Supplied material —
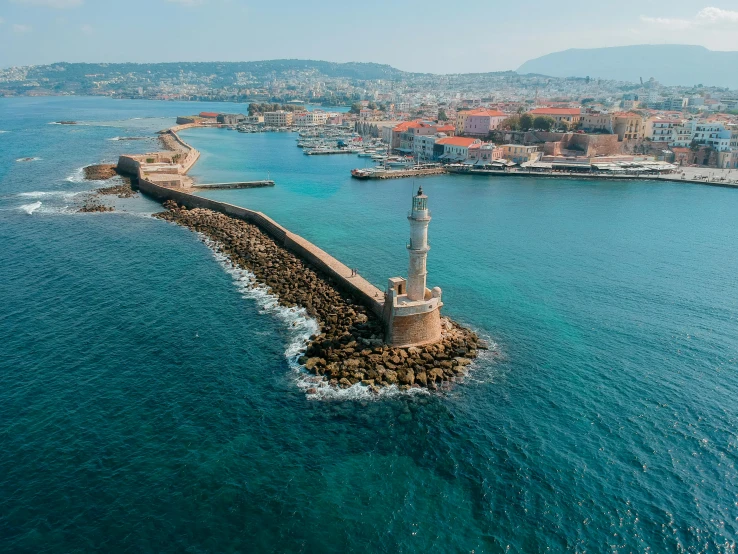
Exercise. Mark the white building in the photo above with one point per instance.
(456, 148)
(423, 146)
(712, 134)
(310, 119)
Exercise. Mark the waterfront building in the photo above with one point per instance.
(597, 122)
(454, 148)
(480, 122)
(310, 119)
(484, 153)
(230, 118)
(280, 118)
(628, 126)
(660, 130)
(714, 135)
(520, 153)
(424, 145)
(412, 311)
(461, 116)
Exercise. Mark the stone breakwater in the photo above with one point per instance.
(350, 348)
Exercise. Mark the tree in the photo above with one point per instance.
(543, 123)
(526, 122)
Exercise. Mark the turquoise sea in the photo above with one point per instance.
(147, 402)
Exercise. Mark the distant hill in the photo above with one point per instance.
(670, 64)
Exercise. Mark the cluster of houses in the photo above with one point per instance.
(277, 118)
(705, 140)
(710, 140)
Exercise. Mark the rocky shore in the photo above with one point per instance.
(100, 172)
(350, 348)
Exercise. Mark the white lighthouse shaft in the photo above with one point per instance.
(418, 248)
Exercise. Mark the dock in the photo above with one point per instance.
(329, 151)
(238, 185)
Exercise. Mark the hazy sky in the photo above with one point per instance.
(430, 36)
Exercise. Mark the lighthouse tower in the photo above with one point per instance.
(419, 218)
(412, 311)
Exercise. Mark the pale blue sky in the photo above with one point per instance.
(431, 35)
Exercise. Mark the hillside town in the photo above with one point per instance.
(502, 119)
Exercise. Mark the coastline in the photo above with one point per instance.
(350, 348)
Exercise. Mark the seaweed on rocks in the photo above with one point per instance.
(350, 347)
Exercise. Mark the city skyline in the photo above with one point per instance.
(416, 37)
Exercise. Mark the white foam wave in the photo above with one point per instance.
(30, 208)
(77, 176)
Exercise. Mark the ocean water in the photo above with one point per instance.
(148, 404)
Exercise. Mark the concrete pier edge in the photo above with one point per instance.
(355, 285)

--

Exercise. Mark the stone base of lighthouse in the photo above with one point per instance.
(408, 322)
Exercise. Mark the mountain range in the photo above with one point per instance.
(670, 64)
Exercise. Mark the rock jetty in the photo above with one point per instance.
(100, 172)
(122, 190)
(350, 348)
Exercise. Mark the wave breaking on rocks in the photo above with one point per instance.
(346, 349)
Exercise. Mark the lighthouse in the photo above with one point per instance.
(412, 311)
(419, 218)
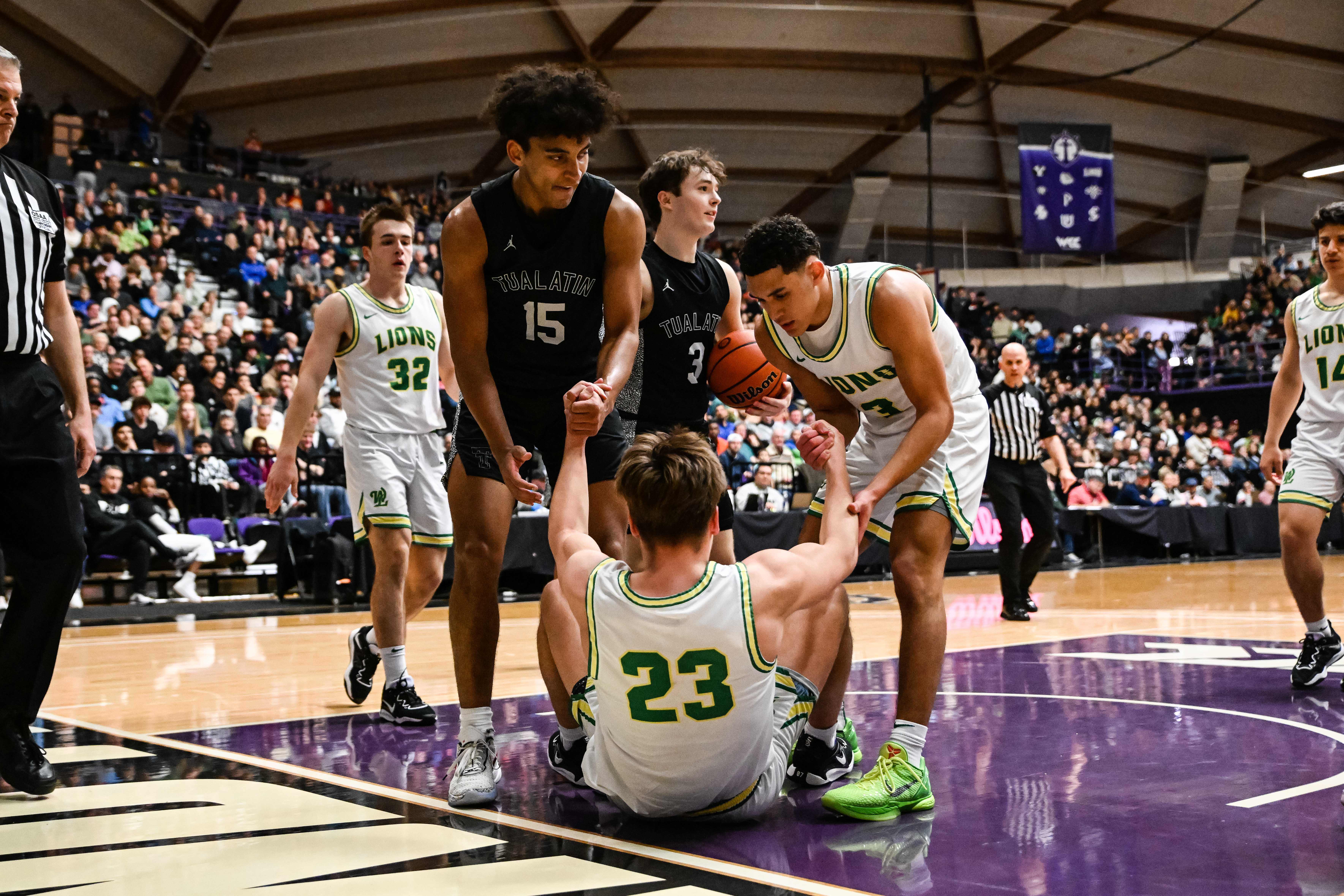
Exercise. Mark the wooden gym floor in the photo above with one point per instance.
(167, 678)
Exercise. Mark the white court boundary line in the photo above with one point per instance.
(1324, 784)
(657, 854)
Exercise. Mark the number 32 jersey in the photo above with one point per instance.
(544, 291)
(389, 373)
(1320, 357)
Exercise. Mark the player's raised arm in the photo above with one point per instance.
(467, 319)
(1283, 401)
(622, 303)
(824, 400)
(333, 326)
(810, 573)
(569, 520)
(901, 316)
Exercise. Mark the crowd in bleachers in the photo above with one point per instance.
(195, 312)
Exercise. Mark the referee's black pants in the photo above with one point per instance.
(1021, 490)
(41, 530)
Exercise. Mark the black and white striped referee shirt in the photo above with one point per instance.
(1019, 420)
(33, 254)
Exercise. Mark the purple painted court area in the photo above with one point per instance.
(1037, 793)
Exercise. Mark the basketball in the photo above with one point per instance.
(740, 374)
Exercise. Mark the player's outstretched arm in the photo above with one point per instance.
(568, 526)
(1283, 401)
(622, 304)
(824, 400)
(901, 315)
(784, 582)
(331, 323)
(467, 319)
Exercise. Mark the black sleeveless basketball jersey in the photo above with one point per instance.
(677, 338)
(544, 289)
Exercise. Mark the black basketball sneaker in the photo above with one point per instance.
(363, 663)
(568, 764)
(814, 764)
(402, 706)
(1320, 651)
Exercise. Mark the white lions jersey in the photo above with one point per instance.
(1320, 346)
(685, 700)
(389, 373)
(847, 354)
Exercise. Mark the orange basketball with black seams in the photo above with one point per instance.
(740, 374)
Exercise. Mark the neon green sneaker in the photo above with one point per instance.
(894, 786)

...

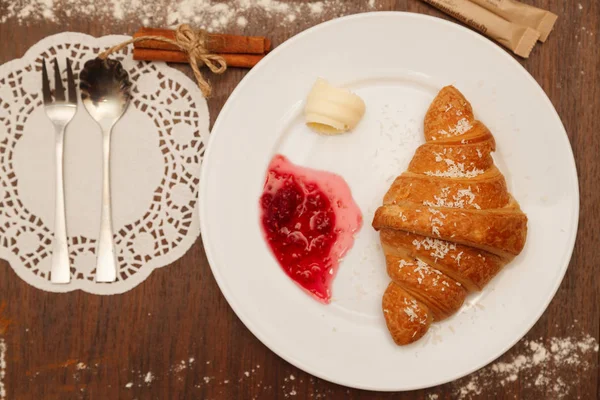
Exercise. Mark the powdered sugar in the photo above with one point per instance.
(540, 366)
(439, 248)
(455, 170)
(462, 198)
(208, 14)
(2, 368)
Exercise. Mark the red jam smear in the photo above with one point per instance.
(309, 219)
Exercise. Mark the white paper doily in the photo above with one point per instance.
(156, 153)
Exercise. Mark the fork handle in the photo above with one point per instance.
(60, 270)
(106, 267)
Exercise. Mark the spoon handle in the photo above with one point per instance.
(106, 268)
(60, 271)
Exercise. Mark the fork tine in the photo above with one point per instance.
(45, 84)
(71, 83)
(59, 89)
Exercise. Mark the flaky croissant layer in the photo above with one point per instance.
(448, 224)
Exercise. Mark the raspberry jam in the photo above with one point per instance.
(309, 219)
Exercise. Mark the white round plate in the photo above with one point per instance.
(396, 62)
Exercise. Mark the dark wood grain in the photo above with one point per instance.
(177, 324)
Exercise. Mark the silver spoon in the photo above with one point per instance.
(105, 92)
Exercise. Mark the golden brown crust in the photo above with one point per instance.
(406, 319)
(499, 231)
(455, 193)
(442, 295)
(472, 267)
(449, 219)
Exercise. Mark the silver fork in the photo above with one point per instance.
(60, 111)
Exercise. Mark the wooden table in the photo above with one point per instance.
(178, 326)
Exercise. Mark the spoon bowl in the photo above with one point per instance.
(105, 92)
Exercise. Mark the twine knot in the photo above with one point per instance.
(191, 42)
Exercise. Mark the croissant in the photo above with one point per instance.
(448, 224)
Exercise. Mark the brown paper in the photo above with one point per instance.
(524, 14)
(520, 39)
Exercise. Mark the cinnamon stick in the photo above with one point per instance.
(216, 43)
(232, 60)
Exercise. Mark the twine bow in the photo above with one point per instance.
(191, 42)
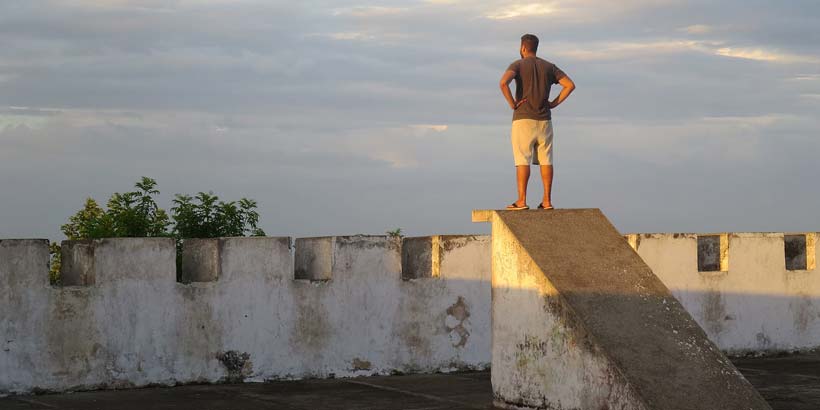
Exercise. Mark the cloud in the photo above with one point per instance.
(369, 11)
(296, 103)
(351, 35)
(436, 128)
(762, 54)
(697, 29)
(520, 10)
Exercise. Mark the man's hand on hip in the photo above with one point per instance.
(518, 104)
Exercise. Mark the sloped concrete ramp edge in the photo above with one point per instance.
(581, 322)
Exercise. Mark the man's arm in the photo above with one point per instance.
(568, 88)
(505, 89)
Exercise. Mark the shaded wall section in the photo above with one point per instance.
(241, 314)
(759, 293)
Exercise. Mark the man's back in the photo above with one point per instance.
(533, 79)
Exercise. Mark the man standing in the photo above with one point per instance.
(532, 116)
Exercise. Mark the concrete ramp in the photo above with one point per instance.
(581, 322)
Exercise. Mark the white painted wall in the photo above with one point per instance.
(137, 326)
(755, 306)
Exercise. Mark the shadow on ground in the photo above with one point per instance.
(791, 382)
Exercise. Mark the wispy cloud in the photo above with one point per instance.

Exercise directions — Retype only the lines above between the line with "Exercise. Mark the man's back" and the line with "Exercise. Mark the wispy", counting those two lines as well, and keep every character as it is.

Exercise output —
Exercise. Mark the man's back in the photo above with one point per instance.
(533, 79)
Exercise. Mark the man standing in the photo above with one point per instance.
(532, 116)
Exercise. Mark the concrete ramp in the photo above with one point per instance.
(581, 322)
Exercise. Mark the white painted wall in the photo above with one point per instance.
(137, 326)
(755, 306)
Exercise. Mark the shadow on ground in the photo above with one point per instance.
(791, 382)
Exercise. Mark the wispy cloud in the photo above with one point per instance.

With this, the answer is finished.